• Stated goal: Please pick out each line of the entries below that contains the string "seedling". Treat uppercase and lowercase as different.

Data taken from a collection
** start **

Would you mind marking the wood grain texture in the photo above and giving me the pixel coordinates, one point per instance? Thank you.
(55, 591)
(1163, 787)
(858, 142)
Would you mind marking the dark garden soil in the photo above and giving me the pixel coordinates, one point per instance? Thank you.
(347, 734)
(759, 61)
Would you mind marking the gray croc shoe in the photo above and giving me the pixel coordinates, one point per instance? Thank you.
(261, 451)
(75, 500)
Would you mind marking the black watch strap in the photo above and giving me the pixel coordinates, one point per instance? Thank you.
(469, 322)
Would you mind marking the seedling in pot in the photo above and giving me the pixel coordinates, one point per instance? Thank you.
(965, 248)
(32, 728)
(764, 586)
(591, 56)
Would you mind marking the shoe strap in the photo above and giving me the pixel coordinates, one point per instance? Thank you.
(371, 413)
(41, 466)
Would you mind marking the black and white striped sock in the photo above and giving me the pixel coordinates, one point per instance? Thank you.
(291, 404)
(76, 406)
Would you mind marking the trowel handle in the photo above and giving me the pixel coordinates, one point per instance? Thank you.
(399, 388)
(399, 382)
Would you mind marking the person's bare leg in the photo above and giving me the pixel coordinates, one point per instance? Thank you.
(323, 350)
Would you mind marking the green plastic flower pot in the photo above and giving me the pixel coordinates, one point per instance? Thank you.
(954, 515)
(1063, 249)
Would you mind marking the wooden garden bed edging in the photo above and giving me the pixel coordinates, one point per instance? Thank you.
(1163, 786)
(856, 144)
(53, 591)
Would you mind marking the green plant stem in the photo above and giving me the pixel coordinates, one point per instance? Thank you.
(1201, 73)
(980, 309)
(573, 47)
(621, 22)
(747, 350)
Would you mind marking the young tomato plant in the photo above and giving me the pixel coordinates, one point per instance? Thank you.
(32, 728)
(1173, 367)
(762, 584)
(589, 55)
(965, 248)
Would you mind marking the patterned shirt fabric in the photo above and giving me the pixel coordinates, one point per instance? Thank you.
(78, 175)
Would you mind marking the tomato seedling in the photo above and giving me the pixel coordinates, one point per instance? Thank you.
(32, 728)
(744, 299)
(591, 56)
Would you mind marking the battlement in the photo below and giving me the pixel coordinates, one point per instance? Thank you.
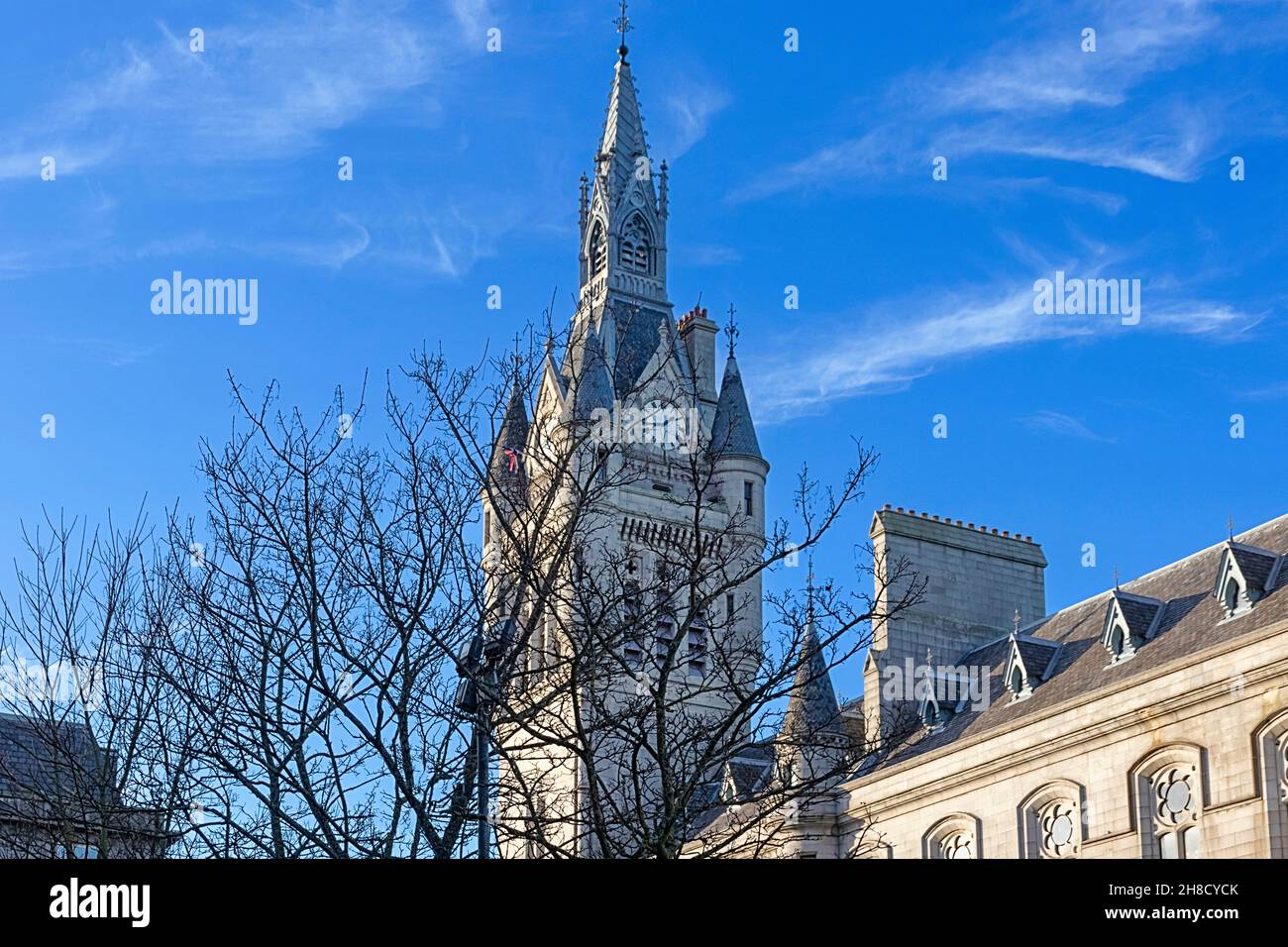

** end **

• Answer to this exercise:
Would you mind marking the seedling in pot in the photo above and giving me the pixel coordinates, one point per instance? Thank you.
Would you mind marking the tomato seedling in the photo above and giving me the pixel coordinates, one point per instance? Thank you.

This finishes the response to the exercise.